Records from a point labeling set
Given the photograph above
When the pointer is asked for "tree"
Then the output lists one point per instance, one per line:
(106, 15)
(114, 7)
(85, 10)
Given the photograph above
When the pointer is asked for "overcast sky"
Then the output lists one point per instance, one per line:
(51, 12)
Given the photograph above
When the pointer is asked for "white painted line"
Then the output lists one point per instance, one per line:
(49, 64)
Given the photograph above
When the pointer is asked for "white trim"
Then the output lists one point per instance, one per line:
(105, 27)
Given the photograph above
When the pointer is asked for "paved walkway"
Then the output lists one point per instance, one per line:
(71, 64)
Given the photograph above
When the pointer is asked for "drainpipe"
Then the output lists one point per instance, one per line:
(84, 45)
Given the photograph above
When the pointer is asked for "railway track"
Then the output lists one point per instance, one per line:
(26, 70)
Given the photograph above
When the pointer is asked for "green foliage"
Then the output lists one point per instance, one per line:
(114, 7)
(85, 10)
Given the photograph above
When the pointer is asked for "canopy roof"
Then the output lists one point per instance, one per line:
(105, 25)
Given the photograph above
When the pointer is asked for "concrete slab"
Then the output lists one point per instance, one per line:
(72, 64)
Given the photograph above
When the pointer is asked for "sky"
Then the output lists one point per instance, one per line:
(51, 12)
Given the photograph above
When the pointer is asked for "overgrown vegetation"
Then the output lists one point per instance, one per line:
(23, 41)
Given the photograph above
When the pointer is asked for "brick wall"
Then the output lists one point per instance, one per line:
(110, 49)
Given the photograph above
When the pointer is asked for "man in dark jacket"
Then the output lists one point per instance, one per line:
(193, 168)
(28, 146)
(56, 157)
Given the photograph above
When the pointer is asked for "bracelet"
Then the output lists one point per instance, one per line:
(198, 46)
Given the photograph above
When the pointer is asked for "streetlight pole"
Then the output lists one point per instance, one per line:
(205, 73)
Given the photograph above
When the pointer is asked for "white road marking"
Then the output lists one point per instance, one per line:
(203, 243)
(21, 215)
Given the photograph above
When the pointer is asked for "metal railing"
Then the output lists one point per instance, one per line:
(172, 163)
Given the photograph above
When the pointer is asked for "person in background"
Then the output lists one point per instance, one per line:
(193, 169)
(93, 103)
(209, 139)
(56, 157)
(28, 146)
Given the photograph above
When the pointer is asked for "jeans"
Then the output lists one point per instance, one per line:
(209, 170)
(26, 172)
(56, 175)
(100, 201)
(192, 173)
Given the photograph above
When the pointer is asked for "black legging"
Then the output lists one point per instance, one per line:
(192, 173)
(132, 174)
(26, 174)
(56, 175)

- Requirements -
Restate every line of the data word for word.

- Reply -
Given the photograph above
When the pointer is asked for "tree"
Then the output lists one point per instance, one per line:
(106, 15)
(114, 7)
(85, 10)
Given the photograph above
When the pointer is asked for "overcast sky"
Then the output lists one point per instance, one per line:
(51, 12)
Given the photograph above
When the pointer is asked for "white painted line"
Then the output lists one point per instance, one per line:
(49, 64)
Given the photograph above
When the pointer is asked for "white trim"
Then the output lists one point per instance, one per line:
(105, 27)
Given the photograph above
When the pointer is asked for "paved walkway"
Then the output lists one point per instance, one per line:
(71, 64)
Given the photograph above
When the pointer is asked for "drainpipe"
Then the output lists one point per instance, one per line:
(84, 45)
Given the photograph above
When the pointer is asked for "railway track"
Then the output lists one point per instance, one per line:
(26, 70)
Given the photograph above
When the pointer is asked for "green foliage"
Then the output lists one point per instance, one per line:
(114, 7)
(85, 10)
Given the photograph above
When the pointer is asked for "canopy roof"
Then the output lists one point per instance, one per line:
(105, 25)
Given the photograph above
When the pointer is asked for "concrete slab"
Then the output lists one point per instance, one per line:
(72, 64)
Given the photograph above
When the pointer is asked for "sky"
Then the output lists one point per instance, one per line:
(51, 12)
Given the photograph above
When the pointer is asked for "overgrown vegetation"
Then the output lists one point per instance, one per line:
(23, 41)
Given the photograph above
When the pointer is asked for "brick wall"
Then the output lists one point per instance, one per line:
(110, 49)
Given the photograph above
When the pointer is asked for "man in dark jacket"
Then the output lists one point per instance, one per line:
(193, 168)
(28, 146)
(56, 157)
Given the photograph above
When the pointer is asked for "bracelet"
Then the output lists one point per instance, one per line:
(198, 46)
Given the photograph above
When the pointer is asked for "streetlight pole"
Then the output lists one point per instance, one per line:
(205, 73)
Given the photograph above
When the pointer is asked for "white road marking"
Then the output lists one point per instance, one per line:
(203, 243)
(21, 215)
Given the photograph above
When the pointer is asked for "metal railing"
Then the output lists one point per instance, one per line:
(172, 163)
Given the photograph above
When the pointer is asked for "person in background"
Then the output lists one point per instance, one per line:
(193, 169)
(93, 103)
(209, 139)
(56, 157)
(28, 146)
Given the photograph above
When the pointer is asked for "jeans"
Then the output lists one point per instance, one per line:
(209, 170)
(26, 172)
(56, 175)
(100, 201)
(192, 173)
Given the photograph above
When the pointer is asked for "black legging"
Then the output lists one point per instance, one per line:
(192, 173)
(132, 174)
(26, 174)
(56, 175)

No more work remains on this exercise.